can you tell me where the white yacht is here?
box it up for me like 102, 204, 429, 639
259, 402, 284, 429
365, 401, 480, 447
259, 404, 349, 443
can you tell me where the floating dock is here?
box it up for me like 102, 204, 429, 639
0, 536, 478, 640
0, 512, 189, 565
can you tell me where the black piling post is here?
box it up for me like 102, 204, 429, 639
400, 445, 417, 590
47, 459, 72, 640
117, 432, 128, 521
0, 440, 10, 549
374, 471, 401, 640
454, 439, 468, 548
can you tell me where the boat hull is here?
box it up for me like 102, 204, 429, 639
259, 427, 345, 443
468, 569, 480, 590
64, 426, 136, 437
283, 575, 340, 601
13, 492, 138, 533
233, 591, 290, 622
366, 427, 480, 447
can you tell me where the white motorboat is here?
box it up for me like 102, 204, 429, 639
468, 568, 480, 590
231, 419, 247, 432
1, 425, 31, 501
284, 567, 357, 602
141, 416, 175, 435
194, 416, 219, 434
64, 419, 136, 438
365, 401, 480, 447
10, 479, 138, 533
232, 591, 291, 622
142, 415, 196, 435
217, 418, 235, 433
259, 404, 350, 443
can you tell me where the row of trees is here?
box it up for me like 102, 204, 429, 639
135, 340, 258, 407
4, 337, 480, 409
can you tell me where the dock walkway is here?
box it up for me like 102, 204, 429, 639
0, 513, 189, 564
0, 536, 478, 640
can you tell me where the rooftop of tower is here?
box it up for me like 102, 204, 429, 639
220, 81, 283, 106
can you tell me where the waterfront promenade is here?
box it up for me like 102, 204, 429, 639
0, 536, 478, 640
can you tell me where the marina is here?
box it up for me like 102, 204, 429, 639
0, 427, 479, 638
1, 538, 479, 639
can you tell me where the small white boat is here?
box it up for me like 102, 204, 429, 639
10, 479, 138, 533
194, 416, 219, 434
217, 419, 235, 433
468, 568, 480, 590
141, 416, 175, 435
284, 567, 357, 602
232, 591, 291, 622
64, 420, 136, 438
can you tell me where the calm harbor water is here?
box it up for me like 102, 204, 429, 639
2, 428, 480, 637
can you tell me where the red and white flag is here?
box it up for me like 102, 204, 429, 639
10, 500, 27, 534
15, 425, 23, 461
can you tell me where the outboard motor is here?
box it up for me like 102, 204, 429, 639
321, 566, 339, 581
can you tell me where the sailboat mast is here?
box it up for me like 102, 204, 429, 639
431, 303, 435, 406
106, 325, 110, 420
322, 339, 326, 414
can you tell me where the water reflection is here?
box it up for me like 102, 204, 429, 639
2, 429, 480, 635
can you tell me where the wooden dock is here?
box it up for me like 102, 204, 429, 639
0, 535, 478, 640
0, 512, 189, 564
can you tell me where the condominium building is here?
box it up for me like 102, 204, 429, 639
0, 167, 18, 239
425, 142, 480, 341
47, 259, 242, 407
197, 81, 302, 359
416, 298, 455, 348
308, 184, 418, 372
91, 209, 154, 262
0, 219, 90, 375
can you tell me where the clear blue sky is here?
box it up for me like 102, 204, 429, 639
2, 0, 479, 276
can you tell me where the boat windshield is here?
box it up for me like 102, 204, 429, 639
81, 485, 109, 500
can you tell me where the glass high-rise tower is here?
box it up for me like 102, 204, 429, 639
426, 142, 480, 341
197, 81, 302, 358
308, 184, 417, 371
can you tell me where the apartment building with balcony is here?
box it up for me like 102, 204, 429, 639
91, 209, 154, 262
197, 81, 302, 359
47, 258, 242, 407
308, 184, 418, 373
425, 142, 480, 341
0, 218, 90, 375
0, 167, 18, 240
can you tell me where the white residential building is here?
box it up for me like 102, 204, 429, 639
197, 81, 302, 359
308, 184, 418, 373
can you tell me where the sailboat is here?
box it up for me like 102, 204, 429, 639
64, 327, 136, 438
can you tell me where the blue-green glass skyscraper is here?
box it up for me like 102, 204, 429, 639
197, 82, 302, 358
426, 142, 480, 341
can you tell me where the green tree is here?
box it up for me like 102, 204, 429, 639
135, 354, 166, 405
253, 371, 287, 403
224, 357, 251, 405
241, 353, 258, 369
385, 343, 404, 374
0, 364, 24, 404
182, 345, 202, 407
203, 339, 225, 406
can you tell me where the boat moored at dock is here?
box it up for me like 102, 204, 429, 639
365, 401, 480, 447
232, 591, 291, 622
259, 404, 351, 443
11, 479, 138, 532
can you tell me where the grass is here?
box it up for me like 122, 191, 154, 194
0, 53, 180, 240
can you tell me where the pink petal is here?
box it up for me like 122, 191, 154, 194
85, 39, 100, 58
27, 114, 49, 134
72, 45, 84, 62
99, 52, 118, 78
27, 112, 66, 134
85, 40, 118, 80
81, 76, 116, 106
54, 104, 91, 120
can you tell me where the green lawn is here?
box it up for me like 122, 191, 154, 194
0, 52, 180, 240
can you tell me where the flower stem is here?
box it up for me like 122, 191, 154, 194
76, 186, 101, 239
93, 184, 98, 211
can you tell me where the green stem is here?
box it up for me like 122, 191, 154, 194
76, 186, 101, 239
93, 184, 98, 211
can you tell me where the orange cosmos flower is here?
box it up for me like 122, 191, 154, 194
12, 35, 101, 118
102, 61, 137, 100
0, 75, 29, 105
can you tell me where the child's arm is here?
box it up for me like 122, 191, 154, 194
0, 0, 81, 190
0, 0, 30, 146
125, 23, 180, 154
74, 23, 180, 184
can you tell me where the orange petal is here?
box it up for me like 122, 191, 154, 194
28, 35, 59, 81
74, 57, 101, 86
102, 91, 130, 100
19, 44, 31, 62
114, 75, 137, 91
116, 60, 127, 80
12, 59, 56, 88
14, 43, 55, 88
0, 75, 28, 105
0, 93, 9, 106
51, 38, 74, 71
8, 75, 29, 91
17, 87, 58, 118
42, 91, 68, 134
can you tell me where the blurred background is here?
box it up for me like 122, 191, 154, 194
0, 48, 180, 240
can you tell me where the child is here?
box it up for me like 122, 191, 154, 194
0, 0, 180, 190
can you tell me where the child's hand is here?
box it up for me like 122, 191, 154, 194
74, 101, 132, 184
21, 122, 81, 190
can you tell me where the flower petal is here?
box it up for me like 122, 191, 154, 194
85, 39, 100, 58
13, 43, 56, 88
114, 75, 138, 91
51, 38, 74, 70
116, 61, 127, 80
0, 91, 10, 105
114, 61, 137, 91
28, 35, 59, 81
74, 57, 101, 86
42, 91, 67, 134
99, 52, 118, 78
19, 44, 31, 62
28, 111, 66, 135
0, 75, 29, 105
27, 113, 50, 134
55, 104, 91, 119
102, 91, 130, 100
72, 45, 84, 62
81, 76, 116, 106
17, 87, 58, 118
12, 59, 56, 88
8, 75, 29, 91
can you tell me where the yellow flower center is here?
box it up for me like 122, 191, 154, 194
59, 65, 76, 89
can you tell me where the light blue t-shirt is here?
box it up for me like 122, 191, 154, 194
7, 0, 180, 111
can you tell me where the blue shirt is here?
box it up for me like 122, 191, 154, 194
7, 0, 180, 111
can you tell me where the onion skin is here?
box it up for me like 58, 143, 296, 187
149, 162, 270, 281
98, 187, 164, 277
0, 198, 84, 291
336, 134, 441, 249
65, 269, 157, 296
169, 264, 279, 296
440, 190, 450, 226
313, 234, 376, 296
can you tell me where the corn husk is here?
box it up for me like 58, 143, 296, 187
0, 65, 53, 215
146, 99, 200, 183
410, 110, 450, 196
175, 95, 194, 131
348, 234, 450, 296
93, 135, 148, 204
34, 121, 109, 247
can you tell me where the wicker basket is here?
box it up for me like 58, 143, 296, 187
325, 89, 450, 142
#####
__What is required__
For the string "sailboat", find every line of the material that contains it, and copy each one.

__Your response__
can you tell me where the sailboat mast is here?
can you tell me where the sailboat is here?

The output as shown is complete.